> [WORK TO COMPLETE] Quote exactly the lines spanning from the top of the data below to the line that contains "Target: small rock", including both.

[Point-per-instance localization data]

-------

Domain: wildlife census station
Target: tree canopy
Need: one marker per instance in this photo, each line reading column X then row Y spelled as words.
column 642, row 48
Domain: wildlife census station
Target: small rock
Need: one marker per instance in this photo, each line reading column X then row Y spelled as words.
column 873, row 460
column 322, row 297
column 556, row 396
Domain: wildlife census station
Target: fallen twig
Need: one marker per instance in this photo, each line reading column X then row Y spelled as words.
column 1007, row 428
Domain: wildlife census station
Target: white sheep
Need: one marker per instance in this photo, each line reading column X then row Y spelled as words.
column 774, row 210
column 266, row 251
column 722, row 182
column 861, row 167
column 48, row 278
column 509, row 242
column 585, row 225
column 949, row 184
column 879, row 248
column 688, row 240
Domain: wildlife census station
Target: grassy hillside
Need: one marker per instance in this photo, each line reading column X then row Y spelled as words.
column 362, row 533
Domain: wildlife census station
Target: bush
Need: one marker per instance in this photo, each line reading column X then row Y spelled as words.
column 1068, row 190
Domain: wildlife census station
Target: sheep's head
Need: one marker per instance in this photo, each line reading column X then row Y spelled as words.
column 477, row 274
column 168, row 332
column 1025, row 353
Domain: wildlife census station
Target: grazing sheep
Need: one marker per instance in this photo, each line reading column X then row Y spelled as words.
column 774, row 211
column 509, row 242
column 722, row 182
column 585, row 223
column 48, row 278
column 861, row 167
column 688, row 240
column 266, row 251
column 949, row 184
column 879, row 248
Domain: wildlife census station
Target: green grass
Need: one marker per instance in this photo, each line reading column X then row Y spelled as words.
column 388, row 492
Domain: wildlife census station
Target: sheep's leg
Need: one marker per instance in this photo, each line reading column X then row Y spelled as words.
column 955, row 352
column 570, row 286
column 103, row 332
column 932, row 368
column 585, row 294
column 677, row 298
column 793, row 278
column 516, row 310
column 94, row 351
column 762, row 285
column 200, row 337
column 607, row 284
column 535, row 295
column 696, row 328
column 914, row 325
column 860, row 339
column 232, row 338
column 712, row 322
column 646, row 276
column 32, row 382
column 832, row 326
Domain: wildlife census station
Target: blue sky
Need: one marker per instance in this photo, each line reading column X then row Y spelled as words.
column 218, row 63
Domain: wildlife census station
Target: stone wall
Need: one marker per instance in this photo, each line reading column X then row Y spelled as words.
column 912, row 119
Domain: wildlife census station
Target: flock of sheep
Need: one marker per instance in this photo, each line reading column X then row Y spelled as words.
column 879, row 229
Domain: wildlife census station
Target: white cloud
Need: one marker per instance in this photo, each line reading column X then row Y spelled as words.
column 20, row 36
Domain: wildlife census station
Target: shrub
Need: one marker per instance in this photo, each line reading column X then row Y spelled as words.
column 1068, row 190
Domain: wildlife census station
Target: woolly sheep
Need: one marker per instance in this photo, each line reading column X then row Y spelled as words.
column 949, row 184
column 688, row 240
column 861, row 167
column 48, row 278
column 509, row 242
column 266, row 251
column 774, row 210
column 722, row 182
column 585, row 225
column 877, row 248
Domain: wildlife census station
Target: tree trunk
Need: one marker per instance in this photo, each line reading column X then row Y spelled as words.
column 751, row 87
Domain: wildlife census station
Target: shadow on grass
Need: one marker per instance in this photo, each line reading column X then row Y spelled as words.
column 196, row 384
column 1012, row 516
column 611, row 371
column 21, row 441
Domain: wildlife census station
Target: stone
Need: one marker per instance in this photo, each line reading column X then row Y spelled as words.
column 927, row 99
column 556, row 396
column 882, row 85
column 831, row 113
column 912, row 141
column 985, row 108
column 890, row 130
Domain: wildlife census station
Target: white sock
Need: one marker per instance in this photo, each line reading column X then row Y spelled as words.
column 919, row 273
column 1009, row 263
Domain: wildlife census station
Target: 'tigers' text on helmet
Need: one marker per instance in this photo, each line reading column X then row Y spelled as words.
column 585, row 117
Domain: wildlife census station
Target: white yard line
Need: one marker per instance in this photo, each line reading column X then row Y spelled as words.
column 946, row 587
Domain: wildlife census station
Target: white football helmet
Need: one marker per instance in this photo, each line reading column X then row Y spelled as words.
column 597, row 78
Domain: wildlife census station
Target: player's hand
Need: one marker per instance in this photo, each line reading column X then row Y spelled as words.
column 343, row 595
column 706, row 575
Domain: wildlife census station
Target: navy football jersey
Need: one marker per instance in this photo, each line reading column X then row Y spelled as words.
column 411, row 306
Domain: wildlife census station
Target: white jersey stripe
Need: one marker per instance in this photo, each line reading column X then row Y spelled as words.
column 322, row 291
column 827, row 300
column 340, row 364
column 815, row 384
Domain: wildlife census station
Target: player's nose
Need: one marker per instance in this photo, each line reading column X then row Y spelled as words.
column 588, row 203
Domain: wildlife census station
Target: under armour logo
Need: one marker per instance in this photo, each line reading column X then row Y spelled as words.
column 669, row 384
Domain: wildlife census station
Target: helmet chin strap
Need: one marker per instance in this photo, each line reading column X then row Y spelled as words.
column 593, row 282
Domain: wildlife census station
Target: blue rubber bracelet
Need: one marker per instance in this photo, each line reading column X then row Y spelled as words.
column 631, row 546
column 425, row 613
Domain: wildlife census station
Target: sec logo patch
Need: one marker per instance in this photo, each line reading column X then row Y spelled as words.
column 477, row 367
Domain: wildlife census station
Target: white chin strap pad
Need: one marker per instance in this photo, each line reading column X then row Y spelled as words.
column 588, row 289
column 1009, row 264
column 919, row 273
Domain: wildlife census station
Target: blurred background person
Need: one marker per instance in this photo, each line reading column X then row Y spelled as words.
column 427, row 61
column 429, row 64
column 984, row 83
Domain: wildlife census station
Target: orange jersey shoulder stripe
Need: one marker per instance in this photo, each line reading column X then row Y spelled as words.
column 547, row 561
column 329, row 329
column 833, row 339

-------

> [ANSWER TO THIS PROBLEM]
Domain: wildlife census station
Target: tree canopy
Need: one marker per instance in this photo, each line reading column X then row Y spelled as words.
column 642, row 48
Domain: wildlife census station
Target: small rock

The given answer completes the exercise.